• _Given information_:
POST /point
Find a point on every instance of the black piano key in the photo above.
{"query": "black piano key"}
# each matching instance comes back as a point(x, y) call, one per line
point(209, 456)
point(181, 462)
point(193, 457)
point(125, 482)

• _Your instructions_: Render the data above as a numbered list, one entry per line, omitting any blank lines.

• _Result of this task_:
1. POST /point
2. Find a point on every instance of the black piano key in the photo above.
3. {"query": "black piano key"}
4. # each matching instance comes back as a point(x, y) call, one per line
5. point(209, 456)
6. point(181, 462)
7. point(193, 457)
8. point(125, 482)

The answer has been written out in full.